START Task data

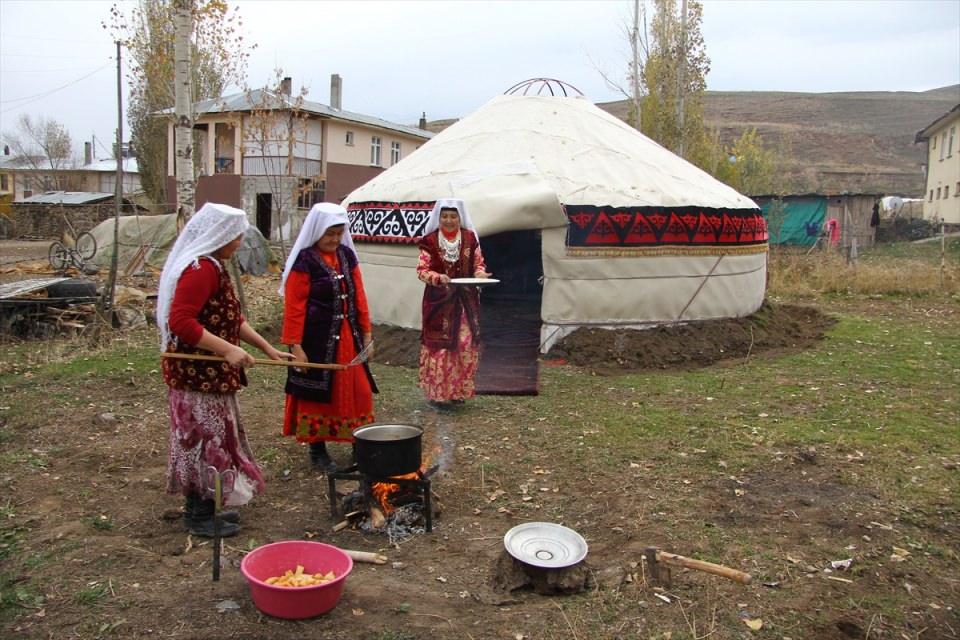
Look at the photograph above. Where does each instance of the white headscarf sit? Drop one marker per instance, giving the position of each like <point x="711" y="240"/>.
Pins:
<point x="211" y="228"/>
<point x="322" y="216"/>
<point x="433" y="223"/>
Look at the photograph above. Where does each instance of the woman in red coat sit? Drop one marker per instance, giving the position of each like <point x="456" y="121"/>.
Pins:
<point x="449" y="351"/>
<point x="198" y="313"/>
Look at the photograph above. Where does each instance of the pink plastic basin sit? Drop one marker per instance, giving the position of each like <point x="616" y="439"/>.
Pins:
<point x="295" y="602"/>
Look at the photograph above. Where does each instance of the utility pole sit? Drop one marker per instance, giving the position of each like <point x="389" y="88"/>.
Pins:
<point x="107" y="297"/>
<point x="183" y="110"/>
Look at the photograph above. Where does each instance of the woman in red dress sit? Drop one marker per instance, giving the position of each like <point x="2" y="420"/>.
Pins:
<point x="449" y="352"/>
<point x="325" y="320"/>
<point x="198" y="313"/>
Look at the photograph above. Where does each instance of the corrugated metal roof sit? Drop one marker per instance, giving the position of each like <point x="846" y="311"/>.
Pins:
<point x="263" y="99"/>
<point x="67" y="197"/>
<point x="109" y="165"/>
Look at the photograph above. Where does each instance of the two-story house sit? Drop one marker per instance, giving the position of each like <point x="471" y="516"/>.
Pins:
<point x="275" y="155"/>
<point x="941" y="201"/>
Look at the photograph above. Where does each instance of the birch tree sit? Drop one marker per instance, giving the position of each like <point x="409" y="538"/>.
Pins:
<point x="147" y="31"/>
<point x="183" y="110"/>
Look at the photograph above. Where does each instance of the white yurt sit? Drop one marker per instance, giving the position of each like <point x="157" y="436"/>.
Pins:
<point x="577" y="211"/>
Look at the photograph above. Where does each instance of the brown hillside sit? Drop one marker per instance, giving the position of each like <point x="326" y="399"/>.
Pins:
<point x="855" y="141"/>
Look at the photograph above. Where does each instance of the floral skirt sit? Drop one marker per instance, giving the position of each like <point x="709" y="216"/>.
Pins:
<point x="207" y="438"/>
<point x="350" y="406"/>
<point x="447" y="374"/>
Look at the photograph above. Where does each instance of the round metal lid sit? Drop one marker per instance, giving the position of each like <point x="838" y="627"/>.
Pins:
<point x="545" y="544"/>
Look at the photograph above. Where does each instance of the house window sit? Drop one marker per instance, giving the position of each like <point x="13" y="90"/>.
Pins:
<point x="310" y="192"/>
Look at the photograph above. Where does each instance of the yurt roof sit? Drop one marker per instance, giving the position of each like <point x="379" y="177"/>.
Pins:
<point x="584" y="154"/>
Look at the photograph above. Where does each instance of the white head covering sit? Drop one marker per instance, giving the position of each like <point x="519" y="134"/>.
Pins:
<point x="211" y="228"/>
<point x="322" y="216"/>
<point x="433" y="223"/>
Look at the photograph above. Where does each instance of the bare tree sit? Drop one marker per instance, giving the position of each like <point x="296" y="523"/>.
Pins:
<point x="275" y="137"/>
<point x="44" y="149"/>
<point x="639" y="52"/>
<point x="219" y="57"/>
<point x="183" y="93"/>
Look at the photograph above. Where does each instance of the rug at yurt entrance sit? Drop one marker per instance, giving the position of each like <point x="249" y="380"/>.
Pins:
<point x="509" y="345"/>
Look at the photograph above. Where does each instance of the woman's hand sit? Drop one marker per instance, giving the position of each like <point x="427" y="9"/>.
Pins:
<point x="275" y="354"/>
<point x="237" y="357"/>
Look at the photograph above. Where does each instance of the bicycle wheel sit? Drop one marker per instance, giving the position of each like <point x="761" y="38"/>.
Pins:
<point x="59" y="257"/>
<point x="86" y="245"/>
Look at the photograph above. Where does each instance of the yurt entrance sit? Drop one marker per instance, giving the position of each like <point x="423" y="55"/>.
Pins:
<point x="510" y="314"/>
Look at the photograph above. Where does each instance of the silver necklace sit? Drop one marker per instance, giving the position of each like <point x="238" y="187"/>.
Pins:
<point x="450" y="249"/>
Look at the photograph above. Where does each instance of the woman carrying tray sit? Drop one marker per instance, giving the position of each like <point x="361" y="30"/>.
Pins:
<point x="449" y="337"/>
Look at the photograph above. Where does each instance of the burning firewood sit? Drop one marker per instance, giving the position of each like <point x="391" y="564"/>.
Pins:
<point x="377" y="517"/>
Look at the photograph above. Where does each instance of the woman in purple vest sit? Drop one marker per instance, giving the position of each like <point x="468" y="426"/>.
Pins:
<point x="325" y="320"/>
<point x="198" y="313"/>
<point x="449" y="338"/>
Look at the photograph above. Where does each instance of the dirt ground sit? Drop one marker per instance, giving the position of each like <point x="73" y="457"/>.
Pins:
<point x="92" y="494"/>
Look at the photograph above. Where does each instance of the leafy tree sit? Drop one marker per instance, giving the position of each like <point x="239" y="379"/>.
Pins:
<point x="219" y="56"/>
<point x="674" y="80"/>
<point x="750" y="167"/>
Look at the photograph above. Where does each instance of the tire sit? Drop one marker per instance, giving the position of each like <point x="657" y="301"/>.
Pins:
<point x="59" y="257"/>
<point x="86" y="245"/>
<point x="73" y="288"/>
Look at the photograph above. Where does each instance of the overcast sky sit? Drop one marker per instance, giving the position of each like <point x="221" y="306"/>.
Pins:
<point x="448" y="57"/>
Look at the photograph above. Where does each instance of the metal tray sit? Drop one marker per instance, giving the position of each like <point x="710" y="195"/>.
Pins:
<point x="545" y="544"/>
<point x="474" y="282"/>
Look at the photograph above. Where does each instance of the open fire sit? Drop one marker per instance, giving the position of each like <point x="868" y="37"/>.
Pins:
<point x="399" y="506"/>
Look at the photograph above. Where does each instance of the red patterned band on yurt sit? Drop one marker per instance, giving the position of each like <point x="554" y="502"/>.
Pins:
<point x="389" y="222"/>
<point x="594" y="230"/>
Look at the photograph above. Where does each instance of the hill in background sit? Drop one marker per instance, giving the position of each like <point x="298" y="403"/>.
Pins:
<point x="831" y="143"/>
<point x="856" y="142"/>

END Task data

◆ **Aim of the exercise**:
Can you write out everything from the line containing "of the hill" down to the end of the data again, with "photograph" replaced by "image" and nothing else changed?

◆ **Response to the exercise**:
Look at the image above. Where does each instance of the hill in background sit? Drop one marker per instance, giving the position of each like <point x="298" y="403"/>.
Pins:
<point x="831" y="143"/>
<point x="856" y="142"/>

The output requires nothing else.